**What you need to do:** Copy the listing verbatim, excluding any images found in it.

** START Exercise inputs **

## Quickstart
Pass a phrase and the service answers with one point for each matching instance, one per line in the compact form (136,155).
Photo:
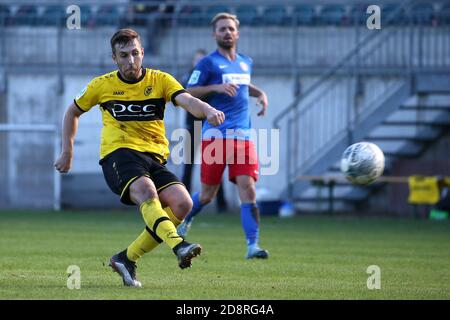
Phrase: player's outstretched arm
(261,97)
(229,89)
(69,130)
(200,109)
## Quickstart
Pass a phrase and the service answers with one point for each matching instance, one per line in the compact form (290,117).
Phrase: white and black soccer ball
(362,163)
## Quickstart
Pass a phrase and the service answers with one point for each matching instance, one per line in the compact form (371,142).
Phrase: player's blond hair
(224,15)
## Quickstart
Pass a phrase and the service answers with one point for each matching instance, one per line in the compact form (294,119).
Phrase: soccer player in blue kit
(223,79)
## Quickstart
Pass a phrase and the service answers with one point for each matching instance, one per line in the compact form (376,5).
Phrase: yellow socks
(148,239)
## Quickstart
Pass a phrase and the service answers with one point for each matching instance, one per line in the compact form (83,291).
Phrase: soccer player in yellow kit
(134,148)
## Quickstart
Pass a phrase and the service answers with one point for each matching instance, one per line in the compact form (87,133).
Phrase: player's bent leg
(250,216)
(125,268)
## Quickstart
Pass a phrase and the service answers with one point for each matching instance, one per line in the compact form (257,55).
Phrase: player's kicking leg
(199,200)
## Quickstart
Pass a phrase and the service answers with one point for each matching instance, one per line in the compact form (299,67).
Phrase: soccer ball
(362,163)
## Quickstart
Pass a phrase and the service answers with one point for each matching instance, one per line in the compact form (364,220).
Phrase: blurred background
(331,81)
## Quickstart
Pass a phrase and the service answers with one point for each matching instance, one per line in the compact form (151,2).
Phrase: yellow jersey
(132,112)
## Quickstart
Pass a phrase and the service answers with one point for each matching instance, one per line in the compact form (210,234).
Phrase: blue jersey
(216,69)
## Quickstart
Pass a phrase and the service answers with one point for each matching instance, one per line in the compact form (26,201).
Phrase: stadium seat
(108,15)
(247,15)
(333,14)
(52,15)
(423,14)
(275,15)
(304,14)
(4,15)
(26,15)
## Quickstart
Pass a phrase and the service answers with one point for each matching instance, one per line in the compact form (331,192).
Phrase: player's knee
(206,198)
(249,190)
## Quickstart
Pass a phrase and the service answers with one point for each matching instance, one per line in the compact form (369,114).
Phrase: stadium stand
(248,15)
(275,15)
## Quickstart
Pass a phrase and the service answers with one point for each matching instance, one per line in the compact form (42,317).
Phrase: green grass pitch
(310,258)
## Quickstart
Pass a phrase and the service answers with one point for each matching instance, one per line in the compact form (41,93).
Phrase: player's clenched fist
(215,117)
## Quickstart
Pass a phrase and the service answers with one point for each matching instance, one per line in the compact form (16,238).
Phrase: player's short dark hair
(224,15)
(124,37)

** END Exercise inputs **

**Worked answer:**
## Quickstart
Pass a phrase and the service answers with one point for each matching instance, one per line in the compact form (136,155).
Photo:
Phrase: player's outstretched arm
(261,97)
(229,89)
(69,130)
(200,109)
## Quickstart
Pass a phrase and the service answers with one point for each matching instance, one per line in the compact form (290,117).
Phrase: white and black soccer ball
(362,163)
## Quickstart
Pass a phrase and the service answers with one point for each matching instance, one per line in the compact form (371,142).
Phrase: player's blond hair
(224,15)
## Quickstart
Pass a phrase and the service answers with one point for each matching instance, one per line in the compact form (294,119).
Phrase: soccer player in blue kit
(223,79)
## Quickstart
Pass a phrase and the service answers with one point for each matching instance, one per line in the compact form (376,5).
Phrase: yellow socks
(148,239)
## Quickstart
Pass a phrase and the service answers with one point for each matching instance, one per line in the compact form (83,291).
Phrase: soccer player in yellow kit
(134,148)
## Quickstart
Pass a phrase and the service answers with one point for each matching instance, one per line in the compact form (87,133).
Phrase: player's bent leg
(250,216)
(125,268)
## Quickstart
Pass a phrase and the service answers with one point for each matching instance, one per line in the compact form (257,55).
Phrase: player's kicking leg
(199,200)
## Quickstart
Pass a phrase and the service answers with one point for each matching instance, one per line in the compact form (299,67).
Phrase: soccer ball
(362,163)
## Quickstart
Pass a phrase and the service answers with one point for each matching instance, one per line in the compact form (364,220).
Phrase: blurred background
(331,81)
## Quickstart
Pass a phrase and the service answers with one point for each matching instance, one per line in the compact form (151,2).
Phrase: yellow jersey
(132,112)
## Quickstart
Pass a phrase and the service answers with one point for each matching instance, one per line in the compact form (210,234).
Phrase: blue jersey
(216,69)
## Quickstart
Pass a phrase and the service answers with one point for each matching instance, one per line in the compact form (26,201).
Phrase: stadium seat
(108,15)
(247,15)
(333,14)
(52,15)
(423,14)
(275,15)
(304,14)
(4,15)
(26,15)
## Quickstart
Pass a phrase and the service answers with one point for each matching instance, one per line in the compact form (331,192).
Phrase: player's knee
(206,198)
(249,190)
## Quickstart
Pass a phrase and the service answers with one point for each matching instance, one per line in the compact form (369,114).
Phrase: stadium stand
(248,15)
(275,15)
## Quickstart
Pass a phrase and the service answers with one point for each matching instance, one per line in the compact form (42,317).
Phrase: green grass pitch
(310,258)
## Quickstart
Pass a phrase and the service answers with one point for each matching instance, one per line in the compact form (41,93).
Phrase: player's clenched fist
(215,117)
## Quickstart
Pass a phrase and the service answers with one point for each matching instance, one per line in the compact form (16,238).
Phrase: player's short dark hair
(224,15)
(124,37)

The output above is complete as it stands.